Exercise prompt — Copy out the part of the items that begins with the line containing "find wooden railing" and ends with the line containing "100,112 -> 147,160", including both of those lines.

Collected data
"""
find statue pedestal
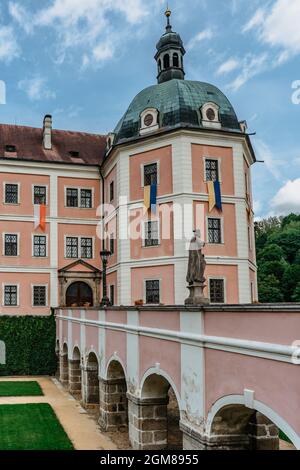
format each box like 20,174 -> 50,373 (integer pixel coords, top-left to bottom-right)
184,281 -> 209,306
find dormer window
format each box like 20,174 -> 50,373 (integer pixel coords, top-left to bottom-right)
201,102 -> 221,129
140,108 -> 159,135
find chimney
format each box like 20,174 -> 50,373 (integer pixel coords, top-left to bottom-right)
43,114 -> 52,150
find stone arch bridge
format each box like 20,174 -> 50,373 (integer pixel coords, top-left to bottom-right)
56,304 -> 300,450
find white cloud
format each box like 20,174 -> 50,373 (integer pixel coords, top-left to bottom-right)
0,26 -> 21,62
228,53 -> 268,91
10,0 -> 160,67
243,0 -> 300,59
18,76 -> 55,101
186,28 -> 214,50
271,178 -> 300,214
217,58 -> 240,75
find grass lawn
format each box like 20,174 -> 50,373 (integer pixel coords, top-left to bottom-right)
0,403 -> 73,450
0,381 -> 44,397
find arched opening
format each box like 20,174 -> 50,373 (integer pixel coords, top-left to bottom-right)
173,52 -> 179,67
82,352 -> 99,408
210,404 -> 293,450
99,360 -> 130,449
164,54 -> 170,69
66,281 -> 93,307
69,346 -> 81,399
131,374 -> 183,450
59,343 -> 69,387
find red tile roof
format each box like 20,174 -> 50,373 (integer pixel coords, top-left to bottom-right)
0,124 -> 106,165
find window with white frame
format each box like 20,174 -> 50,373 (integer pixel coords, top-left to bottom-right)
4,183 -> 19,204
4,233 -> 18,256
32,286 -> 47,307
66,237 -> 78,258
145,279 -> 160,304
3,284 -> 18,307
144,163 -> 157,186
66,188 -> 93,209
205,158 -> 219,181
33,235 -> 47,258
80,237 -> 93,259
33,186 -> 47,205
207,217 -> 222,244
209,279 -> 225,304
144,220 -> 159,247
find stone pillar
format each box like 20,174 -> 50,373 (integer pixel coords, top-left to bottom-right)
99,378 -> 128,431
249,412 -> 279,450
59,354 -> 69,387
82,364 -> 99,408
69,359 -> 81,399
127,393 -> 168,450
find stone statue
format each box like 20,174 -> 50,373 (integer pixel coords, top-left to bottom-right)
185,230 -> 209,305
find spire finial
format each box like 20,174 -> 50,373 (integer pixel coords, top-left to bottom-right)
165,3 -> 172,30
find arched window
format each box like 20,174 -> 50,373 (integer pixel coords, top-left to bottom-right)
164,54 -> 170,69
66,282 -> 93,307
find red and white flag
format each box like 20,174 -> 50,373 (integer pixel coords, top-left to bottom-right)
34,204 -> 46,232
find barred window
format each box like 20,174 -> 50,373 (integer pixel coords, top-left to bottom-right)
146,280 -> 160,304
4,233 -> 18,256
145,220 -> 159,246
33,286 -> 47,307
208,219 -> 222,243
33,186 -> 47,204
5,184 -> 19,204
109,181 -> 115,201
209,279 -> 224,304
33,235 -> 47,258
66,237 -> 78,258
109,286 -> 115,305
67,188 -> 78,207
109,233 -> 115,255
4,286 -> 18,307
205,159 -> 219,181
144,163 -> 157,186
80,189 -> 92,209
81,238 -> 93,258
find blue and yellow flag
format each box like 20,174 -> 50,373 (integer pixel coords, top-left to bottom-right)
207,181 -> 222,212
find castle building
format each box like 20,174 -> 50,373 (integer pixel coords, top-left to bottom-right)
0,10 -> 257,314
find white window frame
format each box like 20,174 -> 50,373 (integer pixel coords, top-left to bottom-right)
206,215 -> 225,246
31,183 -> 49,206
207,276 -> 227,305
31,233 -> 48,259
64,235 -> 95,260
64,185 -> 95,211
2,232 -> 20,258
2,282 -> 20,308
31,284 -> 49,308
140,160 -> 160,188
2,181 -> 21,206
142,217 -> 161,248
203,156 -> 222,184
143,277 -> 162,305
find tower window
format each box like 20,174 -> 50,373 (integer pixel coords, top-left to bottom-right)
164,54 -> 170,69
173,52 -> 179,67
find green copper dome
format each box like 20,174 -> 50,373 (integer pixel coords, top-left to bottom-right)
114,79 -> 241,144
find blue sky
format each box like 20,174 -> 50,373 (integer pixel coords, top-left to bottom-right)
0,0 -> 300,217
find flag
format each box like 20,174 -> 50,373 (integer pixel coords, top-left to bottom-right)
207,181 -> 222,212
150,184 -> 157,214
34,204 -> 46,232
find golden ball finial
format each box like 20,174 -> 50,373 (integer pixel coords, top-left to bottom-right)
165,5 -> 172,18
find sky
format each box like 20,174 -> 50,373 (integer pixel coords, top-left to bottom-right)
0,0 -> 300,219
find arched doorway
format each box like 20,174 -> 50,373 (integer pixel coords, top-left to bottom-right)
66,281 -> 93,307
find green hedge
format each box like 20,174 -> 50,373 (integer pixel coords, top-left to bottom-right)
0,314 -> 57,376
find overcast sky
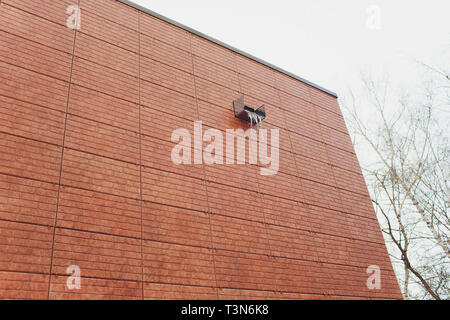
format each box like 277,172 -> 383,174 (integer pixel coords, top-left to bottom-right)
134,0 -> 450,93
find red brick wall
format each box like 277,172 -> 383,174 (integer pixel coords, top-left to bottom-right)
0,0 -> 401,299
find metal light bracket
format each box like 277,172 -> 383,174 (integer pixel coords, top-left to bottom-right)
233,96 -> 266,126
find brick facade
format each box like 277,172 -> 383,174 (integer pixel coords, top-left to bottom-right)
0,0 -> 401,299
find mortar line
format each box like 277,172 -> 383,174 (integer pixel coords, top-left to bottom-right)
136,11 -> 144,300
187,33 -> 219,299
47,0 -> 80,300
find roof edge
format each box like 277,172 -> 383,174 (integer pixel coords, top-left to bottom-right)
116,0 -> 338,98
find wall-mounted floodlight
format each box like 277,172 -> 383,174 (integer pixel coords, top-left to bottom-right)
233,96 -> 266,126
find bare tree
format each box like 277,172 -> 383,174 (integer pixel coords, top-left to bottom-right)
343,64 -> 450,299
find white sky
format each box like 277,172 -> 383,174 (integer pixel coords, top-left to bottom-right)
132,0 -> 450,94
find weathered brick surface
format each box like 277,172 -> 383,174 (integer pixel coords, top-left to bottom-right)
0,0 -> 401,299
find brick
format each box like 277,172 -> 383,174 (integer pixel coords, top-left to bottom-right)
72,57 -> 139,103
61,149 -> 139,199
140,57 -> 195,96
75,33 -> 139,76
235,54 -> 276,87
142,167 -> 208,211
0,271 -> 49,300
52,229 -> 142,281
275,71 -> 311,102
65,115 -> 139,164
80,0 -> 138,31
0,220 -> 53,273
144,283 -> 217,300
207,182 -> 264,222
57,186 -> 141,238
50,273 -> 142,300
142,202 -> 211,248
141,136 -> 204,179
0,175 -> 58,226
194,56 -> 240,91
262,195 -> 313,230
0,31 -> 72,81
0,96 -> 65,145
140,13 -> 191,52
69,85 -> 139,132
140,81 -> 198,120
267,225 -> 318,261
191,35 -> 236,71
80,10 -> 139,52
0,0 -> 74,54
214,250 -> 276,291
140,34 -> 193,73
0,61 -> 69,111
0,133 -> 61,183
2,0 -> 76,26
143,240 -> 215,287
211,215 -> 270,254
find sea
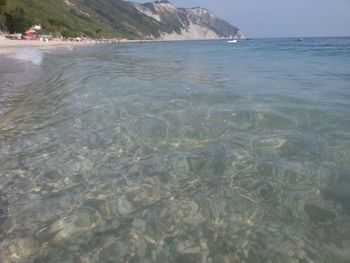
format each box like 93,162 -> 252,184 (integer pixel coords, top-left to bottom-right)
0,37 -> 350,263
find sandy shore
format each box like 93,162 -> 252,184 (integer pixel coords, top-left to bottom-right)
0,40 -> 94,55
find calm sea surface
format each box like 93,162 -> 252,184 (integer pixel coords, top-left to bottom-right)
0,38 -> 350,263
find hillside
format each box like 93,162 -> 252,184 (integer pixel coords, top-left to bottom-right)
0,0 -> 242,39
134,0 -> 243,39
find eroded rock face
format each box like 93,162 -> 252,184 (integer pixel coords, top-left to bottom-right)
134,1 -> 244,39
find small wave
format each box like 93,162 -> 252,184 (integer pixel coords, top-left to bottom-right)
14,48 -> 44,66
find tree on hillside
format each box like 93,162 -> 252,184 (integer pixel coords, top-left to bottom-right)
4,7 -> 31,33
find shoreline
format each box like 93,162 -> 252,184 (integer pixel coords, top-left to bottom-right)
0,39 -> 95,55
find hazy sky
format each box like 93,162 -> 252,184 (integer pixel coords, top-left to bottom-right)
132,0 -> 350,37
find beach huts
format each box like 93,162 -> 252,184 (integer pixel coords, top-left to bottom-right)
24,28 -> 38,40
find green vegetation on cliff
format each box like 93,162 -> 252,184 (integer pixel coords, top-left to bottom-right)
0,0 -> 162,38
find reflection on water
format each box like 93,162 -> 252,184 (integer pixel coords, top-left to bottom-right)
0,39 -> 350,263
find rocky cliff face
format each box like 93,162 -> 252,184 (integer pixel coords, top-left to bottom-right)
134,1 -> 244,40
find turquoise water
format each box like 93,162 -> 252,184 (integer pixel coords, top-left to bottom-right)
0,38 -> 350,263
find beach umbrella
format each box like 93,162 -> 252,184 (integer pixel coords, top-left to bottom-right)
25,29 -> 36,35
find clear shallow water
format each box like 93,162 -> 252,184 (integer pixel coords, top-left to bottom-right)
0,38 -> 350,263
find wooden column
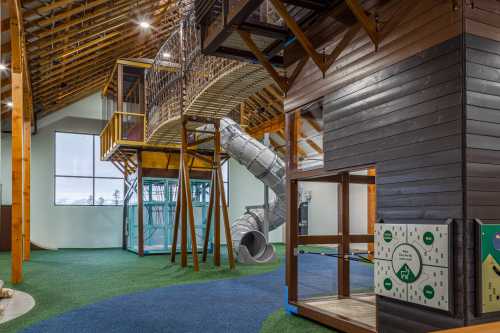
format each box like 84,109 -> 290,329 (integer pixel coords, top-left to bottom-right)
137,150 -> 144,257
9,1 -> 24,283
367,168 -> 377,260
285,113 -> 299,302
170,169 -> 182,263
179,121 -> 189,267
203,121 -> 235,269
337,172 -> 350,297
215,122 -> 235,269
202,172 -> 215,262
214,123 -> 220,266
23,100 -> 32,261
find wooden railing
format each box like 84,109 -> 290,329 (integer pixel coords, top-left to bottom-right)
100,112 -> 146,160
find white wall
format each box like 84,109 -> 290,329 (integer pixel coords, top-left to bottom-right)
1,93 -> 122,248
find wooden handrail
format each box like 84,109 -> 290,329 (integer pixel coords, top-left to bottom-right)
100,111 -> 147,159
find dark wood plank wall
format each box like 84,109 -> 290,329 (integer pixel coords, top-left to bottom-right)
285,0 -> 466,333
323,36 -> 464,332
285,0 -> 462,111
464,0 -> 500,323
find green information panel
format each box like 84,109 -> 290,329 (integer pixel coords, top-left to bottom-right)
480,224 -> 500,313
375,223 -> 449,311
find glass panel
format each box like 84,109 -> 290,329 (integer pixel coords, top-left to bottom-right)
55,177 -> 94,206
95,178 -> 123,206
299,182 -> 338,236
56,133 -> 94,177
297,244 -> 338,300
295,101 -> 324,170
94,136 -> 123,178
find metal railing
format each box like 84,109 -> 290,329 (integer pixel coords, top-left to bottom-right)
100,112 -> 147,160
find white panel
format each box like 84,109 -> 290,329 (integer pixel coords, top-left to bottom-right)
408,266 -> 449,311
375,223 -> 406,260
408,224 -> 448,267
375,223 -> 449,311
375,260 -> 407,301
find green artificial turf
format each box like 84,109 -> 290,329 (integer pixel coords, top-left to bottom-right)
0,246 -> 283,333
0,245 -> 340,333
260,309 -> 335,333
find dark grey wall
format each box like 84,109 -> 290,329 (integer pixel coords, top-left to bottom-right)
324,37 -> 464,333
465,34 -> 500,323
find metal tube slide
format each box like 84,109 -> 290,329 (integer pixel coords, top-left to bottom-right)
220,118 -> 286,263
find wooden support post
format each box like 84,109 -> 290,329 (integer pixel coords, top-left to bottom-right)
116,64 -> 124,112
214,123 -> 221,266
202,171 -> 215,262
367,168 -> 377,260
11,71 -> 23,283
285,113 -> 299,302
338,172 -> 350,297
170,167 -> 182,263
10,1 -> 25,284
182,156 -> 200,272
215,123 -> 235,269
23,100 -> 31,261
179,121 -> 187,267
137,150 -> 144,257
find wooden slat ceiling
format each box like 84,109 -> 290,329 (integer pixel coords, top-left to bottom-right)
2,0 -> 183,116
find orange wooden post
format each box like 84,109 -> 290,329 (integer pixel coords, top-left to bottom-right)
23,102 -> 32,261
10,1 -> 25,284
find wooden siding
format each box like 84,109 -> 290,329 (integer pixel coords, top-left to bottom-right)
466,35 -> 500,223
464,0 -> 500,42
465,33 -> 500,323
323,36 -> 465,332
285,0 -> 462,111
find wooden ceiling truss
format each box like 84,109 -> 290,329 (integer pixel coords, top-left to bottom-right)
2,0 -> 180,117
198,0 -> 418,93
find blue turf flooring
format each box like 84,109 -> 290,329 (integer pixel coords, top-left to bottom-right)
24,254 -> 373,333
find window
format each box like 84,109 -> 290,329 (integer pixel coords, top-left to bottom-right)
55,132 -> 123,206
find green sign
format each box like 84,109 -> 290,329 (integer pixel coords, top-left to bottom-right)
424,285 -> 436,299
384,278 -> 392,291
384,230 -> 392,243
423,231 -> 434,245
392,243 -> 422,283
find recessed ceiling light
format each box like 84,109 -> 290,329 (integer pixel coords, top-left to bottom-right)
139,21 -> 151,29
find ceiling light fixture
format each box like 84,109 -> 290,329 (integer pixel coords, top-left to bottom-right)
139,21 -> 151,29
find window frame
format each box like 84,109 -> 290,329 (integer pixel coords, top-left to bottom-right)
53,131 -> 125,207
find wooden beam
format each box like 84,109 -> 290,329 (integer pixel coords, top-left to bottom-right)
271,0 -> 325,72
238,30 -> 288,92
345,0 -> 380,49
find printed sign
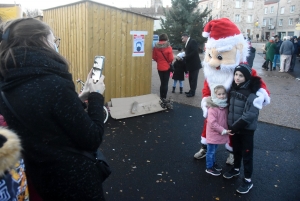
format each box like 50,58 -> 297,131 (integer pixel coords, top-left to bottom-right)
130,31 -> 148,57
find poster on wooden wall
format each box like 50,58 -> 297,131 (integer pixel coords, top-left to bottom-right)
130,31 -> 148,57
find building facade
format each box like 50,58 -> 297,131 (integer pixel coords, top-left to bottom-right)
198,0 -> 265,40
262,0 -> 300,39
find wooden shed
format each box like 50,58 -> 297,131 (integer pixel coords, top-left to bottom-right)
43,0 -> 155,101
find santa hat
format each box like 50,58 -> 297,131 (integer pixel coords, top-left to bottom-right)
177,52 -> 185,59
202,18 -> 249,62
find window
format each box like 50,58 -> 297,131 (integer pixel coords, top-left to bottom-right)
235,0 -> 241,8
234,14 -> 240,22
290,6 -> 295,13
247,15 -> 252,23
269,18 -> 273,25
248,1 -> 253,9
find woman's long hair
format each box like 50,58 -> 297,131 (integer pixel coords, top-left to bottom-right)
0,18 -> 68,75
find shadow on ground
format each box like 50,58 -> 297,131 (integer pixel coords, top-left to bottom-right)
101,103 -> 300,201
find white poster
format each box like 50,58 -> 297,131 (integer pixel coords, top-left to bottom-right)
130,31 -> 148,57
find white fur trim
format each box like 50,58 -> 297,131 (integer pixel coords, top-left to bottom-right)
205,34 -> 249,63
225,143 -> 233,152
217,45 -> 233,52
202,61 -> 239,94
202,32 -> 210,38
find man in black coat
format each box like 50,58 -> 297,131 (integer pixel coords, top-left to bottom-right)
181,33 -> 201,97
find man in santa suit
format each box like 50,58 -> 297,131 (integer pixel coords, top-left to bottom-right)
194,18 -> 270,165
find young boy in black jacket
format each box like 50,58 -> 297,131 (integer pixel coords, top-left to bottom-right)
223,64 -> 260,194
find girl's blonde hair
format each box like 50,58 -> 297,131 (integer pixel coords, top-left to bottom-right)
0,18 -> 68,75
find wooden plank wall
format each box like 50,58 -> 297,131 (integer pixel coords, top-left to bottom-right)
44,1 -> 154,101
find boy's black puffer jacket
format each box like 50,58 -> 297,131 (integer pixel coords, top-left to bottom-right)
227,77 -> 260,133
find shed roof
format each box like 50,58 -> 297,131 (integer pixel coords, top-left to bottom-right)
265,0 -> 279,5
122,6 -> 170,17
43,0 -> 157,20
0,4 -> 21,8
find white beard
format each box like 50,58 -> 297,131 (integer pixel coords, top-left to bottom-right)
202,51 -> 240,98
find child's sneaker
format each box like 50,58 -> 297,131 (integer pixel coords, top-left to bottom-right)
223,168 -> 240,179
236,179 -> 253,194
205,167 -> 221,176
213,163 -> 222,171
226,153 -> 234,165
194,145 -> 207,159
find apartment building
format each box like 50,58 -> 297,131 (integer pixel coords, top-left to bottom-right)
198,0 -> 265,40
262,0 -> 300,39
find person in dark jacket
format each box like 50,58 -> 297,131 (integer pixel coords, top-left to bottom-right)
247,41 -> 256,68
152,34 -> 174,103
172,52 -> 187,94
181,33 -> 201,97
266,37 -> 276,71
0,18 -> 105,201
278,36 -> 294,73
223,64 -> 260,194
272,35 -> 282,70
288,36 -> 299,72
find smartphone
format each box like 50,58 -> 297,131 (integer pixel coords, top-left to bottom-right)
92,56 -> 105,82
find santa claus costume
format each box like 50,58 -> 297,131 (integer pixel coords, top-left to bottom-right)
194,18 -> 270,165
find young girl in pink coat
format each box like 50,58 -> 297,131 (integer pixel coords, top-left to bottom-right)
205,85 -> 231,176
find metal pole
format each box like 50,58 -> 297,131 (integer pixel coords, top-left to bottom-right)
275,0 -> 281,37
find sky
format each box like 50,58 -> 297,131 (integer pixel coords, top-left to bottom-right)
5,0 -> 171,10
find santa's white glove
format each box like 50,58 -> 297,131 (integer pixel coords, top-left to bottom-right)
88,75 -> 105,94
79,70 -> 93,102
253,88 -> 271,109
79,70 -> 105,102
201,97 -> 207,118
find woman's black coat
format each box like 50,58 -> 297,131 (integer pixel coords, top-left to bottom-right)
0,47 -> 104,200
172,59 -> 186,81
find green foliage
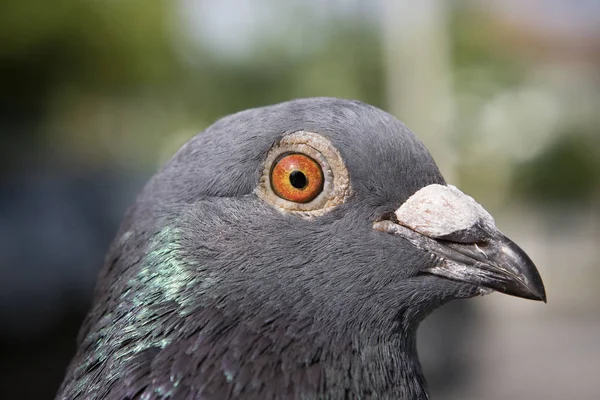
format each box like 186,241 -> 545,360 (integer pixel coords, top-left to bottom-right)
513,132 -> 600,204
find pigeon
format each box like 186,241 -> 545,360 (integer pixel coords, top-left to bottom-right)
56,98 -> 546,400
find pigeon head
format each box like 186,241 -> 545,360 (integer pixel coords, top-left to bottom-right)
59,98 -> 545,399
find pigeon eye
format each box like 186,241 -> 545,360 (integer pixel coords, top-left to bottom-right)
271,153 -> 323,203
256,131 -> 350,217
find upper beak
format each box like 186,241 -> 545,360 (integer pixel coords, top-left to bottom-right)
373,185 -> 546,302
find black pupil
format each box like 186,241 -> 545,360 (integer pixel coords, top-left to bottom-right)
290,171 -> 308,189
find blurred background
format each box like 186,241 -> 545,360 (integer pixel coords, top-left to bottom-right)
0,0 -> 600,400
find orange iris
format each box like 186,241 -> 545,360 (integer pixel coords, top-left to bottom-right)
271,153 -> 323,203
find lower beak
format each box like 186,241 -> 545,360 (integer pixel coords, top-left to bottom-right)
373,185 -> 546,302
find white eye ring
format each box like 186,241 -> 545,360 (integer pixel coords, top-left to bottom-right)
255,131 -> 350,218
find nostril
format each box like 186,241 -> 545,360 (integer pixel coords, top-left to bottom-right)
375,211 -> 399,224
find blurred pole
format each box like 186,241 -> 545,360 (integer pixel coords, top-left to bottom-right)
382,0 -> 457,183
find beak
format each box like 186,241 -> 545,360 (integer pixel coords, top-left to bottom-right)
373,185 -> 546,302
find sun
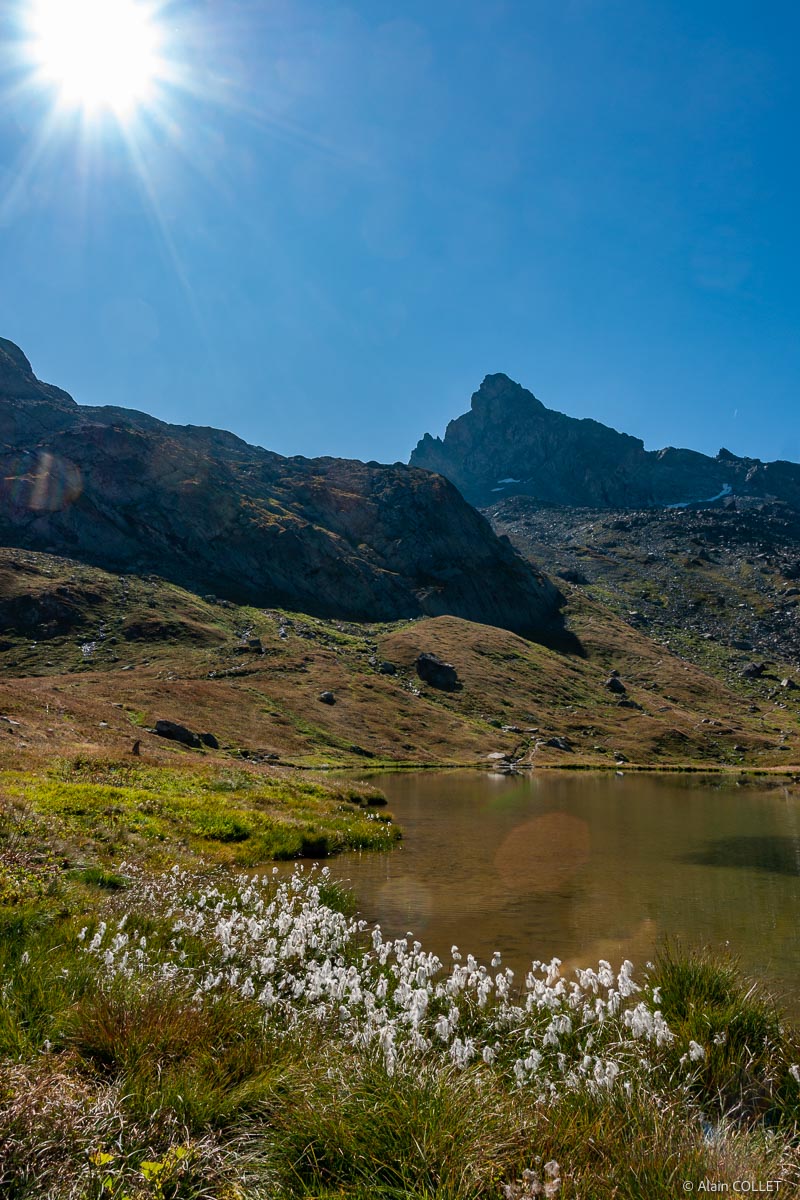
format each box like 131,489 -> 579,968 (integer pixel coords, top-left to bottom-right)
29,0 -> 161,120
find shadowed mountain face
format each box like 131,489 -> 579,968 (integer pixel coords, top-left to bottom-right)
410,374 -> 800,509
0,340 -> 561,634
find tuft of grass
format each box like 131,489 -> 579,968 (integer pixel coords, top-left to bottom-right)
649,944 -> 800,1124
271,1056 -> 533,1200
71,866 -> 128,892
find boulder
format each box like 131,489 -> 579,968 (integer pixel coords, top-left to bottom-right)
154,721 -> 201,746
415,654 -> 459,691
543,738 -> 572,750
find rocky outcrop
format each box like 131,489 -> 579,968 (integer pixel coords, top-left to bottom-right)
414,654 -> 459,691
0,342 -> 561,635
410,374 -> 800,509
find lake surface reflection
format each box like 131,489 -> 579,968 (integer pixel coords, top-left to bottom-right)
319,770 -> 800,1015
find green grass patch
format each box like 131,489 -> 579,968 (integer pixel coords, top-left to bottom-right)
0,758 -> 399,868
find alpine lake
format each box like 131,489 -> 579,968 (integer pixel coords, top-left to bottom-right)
"""
Solution to this task —
find wooden railing
format each box like 84,109 -> 290,329 (integer pixel coords, top-left to bottom-right)
100,112 -> 146,160
find white wall
format each box like 84,109 -> 290,329 (integer pixel coords, top-left to bottom-right)
1,93 -> 122,248
find wooden handrail
format each box like 84,109 -> 290,329 (integer pixel coords, top-left to bottom-right)
100,111 -> 147,159
find dark wood plank wall
format each box like 84,109 -> 290,329 (integer pixel coords, top-left to bottom-right)
285,0 -> 466,333
323,36 -> 464,332
285,0 -> 462,111
464,0 -> 500,323
find green information panel
format each box like 84,109 -> 290,329 (integer pixel coords, top-left to bottom-right)
480,224 -> 500,313
375,223 -> 449,311
find glass panel
format each box like 84,109 -> 290,329 (integer pixel coords, top-left to bottom-right)
55,177 -> 94,206
95,178 -> 123,206
299,182 -> 338,236
56,133 -> 94,177
297,244 -> 338,300
295,101 -> 324,170
94,136 -> 123,178
find metal railing
format each box like 84,109 -> 290,329 (integer pixel coords, top-left to bottom-right)
100,112 -> 147,160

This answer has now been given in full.